WHAT THE EXERCISE ASKS >>
How many lines in the entries below contain "front"? Answer with the number only.

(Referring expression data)
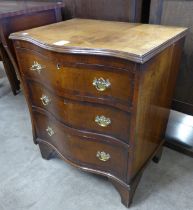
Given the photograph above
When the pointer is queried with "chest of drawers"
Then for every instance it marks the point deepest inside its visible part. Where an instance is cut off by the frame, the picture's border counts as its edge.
(99, 93)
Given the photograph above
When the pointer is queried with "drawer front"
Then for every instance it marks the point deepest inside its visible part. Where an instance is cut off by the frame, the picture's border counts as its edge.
(86, 116)
(84, 151)
(107, 85)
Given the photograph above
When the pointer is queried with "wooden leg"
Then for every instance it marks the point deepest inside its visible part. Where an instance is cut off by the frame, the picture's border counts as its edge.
(158, 155)
(10, 71)
(46, 151)
(127, 191)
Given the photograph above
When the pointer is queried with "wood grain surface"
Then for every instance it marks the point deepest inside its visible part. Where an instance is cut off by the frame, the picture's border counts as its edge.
(136, 42)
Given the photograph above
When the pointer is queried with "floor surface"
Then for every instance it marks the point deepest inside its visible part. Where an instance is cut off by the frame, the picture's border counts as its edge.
(27, 182)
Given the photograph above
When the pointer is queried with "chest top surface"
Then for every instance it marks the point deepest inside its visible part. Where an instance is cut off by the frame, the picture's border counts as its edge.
(12, 8)
(135, 42)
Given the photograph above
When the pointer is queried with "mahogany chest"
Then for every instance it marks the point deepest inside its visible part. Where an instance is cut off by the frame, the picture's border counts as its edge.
(99, 93)
(21, 15)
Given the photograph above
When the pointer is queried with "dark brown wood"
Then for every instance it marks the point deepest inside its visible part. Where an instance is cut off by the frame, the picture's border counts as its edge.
(138, 100)
(182, 99)
(127, 191)
(67, 111)
(20, 15)
(67, 84)
(9, 70)
(82, 149)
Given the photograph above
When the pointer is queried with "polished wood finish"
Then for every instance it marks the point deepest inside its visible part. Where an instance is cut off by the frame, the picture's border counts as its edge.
(137, 101)
(67, 111)
(21, 15)
(122, 40)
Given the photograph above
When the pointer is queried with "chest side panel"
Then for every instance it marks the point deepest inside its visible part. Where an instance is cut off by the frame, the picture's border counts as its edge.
(154, 95)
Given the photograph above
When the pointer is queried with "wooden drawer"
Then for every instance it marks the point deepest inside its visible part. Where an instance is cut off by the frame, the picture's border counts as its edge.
(82, 115)
(79, 80)
(84, 151)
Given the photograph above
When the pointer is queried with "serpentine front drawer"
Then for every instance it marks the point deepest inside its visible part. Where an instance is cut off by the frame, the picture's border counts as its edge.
(103, 84)
(82, 149)
(99, 93)
(90, 117)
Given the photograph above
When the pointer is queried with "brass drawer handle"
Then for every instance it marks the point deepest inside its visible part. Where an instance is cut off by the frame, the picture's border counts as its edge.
(37, 67)
(50, 131)
(45, 100)
(103, 156)
(101, 84)
(102, 121)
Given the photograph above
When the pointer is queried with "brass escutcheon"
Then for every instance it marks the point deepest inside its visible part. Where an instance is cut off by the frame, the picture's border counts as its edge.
(101, 84)
(102, 121)
(37, 67)
(103, 156)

TASK RESPONSE >>
2